(Description of the task)
Return the part of the football commentary that begins at the words "Has the light" and stops after the words "needs to do?", copied word for word.

(Selected passage)
· · ·

Eleven sacks allowed in three games. The Patriots defense should be pretty good this season. But the Rams and Saints?

Has the light bulb finally gone off for Chris Henry? I’m watching this guy. He’s got speed. And I don’t want to diminish anything he’s done so far in these exhibition games. 13-catches 217 yards and three touchdowns. But let’s be careful here. All three of his TD receptions have come against the other guys’ second stringers. Two of the three TD receptions appear to have been on the same kind of play. Henry runs a fade route well. But one trick ponies rarely make it big in the NFL. Can he make a catch over the middle? Is he willing to do that? Why is Marvin Lewis saying that Henry isn’t doing the other things a receiver needs to do?

We know how Henry handles failure. Not well. Will he handle success any differently? So is the light bulb on? It appears to be. I hope. But this is a guy who’s one good nocturnal mishap away from adios.

Is the Bengals running attack, 4.3 yards per carry for real? Bernard Scott averaged five yards a carry against the Saints. But he didn’t get into the game until after the Saints starting front seven was pulled from the game.

· · ·

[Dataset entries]

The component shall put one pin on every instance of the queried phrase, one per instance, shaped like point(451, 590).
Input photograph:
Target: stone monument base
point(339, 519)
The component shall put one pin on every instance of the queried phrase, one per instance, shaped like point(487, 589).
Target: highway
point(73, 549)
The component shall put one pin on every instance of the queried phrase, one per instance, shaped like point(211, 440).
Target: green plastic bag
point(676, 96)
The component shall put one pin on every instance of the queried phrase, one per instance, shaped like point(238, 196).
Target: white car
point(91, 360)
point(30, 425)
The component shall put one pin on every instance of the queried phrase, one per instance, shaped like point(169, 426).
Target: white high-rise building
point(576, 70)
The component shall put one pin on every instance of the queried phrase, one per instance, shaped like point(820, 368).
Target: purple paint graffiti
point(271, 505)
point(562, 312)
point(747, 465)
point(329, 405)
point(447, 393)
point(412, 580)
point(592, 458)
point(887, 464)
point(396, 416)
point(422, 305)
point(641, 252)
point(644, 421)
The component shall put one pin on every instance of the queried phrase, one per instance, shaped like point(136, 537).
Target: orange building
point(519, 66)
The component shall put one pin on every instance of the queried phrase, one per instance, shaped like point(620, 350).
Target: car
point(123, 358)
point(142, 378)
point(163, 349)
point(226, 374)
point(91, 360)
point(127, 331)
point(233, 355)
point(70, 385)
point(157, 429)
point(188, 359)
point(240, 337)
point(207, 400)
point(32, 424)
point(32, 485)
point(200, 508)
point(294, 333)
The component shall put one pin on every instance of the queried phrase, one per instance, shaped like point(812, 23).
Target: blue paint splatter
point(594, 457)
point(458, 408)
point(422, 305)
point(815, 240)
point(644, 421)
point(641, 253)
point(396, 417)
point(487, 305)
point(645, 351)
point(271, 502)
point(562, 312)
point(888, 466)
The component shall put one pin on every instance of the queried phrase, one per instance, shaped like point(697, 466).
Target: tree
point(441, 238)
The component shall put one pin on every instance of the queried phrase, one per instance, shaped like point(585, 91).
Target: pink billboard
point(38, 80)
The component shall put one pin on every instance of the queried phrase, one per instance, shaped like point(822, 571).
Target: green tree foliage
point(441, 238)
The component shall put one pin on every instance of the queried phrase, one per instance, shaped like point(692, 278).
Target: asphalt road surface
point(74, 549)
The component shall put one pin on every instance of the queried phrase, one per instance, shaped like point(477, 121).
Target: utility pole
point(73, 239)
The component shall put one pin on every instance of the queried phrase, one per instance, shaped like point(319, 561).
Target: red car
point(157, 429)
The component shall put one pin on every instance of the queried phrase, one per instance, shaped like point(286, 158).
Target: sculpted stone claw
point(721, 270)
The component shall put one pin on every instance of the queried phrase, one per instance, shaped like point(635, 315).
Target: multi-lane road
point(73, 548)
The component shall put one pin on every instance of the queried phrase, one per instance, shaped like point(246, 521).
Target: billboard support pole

· · ·

(Solution to this exercise)
Has the light bulb finally gone off for Chris Henry? I’m watching this guy. He’s got speed. And I don’t want to diminish anything he’s done so far in these exhibition games. 13-catches 217 yards and three touchdowns. But let’s be careful here. All three of his TD receptions have come against the other guys’ second stringers. Two of the three TD receptions appear to have been on the same kind of play. Henry runs a fade route well. But one trick ponies rarely make it big in the NFL. Can he make a catch over the middle? Is he willing to do that? Why is Marvin Lewis saying that Henry isn’t doing the other things a receiver needs to do?